::: Extracted text
|
Why text search mattersWhy client/server text search will become a hot topic
|
Conventional client/server means access to databases -- rows and columns of numbers and strings. So why the sudden interest in text-search engines? Because as content becomes more complex in form, users demand access not just to data lists, but to documents. That means searching text for words -- and for meaning and context. No simple problem, but its solution will be important to you. Read on to find out why. (2,700 words)
Mail this article to a friend |
The heart of client/server until now has been the relational database, which specializes in simple structured data: storing, managing, indexing, manipulating, and retrieving it.
We do that so well that success is breeding a whole new set of problems. Client/server technologies are sucking up an unfathomable amount of information and making it more widely available. There is a mad rush to put content online -- in today's ultra-competitive business environment, to make more and better information more readily available to your customers and your workers.
But increasingly, valuable content isn't easily manipulated by traditional databases. In last month's column we looked at the requirements for managing documents as complex data, and at the various technologies, at different stages of maturity, necessary to do so.
The most important of these new technologies is text search -- which we'll examine this month. Text search may seem trivial -- doesn't your word processor offer text search? Isn't grep a standard part of Unix? But as we'll see, text-search technology is becoming a major arrow in client/server architects' quivers. If you're involved in client/server, you'll need to pay attention to recent developments.
Content vs. information
Conventional client/server technology has focused on simple structured
data -- what I call information, not content. Yet the technology
-- in particular, SQL and relational-database indexing schemes
-- has certain important characteristics that point the way towards
desirable qualities for content searching:
|
|
|
|
As I said in last month's column, searching by content is the most important way to find complex information, such as large pieces of text, images, audio, and video, in large databases. Content-based search must be as intuitive as possible, so that non-technical users can find things without having to learn specialized languages -- just as they should not have to learn SQL to search for structured data.
It must also be possible to set up a database for content-based search with little or no manual intervention. This point is less obvious than the above, but it's just as important. In library information retrieval systems, articles can be found by searching on keywords. Keywords for each article (and other descriptive information) are usually supplied separately -- and manually -- by librarians who have special skills in selecting them. But today's companies that put content into databases do not want to spend the time or invest the skills necessary to enter lots of descriptive information, yet without it, users won't be able to find anything.
::::::
**Problem 1**
From the article on text search, set down the stretch from "But increasingly, valuable" through "to recent developments.".
**Problem 2**
In library information retrieval systems, according to the article on text search, who supplies the keywords for each article?
::: Material provided
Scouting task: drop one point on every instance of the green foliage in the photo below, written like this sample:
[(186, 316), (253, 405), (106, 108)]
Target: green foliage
::::::
**Task response 1**
But increasingly, valuable content isn't easily manipulated by traditional databases. In last month's column we looked at the requirements for managing documents as complex data, and at the various technologies, at different stages of maturity, necessary to do so.
The most important of these new technologies is text search -- which we'll examine this month. Text search may seem trivial -- doesn't your word processor offer text search? Isn't grep a standard part of Unix? But as we'll see, text-search technology is becoming a major arrow in client/server architects' quivers. If you're involved in client/server, you'll need to pay attention to recent developments.

**Task response 2**
Librarians with special skills in selecting keywords supply them, separately and manually.